◆ **SET TASK**
Word for word, restate every line of the material.

— Begin ROWS —

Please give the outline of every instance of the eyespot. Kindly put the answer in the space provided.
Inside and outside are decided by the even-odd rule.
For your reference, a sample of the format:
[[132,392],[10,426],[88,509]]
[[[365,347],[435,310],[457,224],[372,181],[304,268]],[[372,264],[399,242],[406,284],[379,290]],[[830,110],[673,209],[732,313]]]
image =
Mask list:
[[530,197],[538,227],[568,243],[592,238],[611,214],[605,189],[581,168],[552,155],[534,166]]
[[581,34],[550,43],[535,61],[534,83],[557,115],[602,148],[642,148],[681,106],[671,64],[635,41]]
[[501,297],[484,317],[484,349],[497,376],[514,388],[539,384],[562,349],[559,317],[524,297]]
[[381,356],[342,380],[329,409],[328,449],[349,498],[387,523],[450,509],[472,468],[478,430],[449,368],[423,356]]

— End ROWS —

◆ **WORKED ANSWER**
Please give the outline of every instance of the eyespot. Kindly put the answer in the space provided.
Inside and outside are decided by the even-odd rule.
For your reference, a sample of the format:
[[132,392],[10,426],[88,509]]
[[[365,347],[435,310],[457,224],[372,181],[304,268]],[[372,264],[399,242],[406,284],[379,290]],[[830,110],[673,209],[732,313]]]
image =
Mask list:
[[530,197],[538,227],[568,243],[592,238],[611,214],[605,189],[581,168],[552,155],[534,166]]
[[581,34],[550,43],[535,61],[534,83],[557,115],[602,148],[642,148],[681,106],[671,64],[635,41]]
[[501,297],[484,317],[484,349],[497,376],[514,388],[539,384],[562,349],[559,317],[524,297]]
[[381,356],[342,380],[329,409],[328,449],[349,498],[387,523],[450,509],[472,468],[478,430],[449,368],[423,356]]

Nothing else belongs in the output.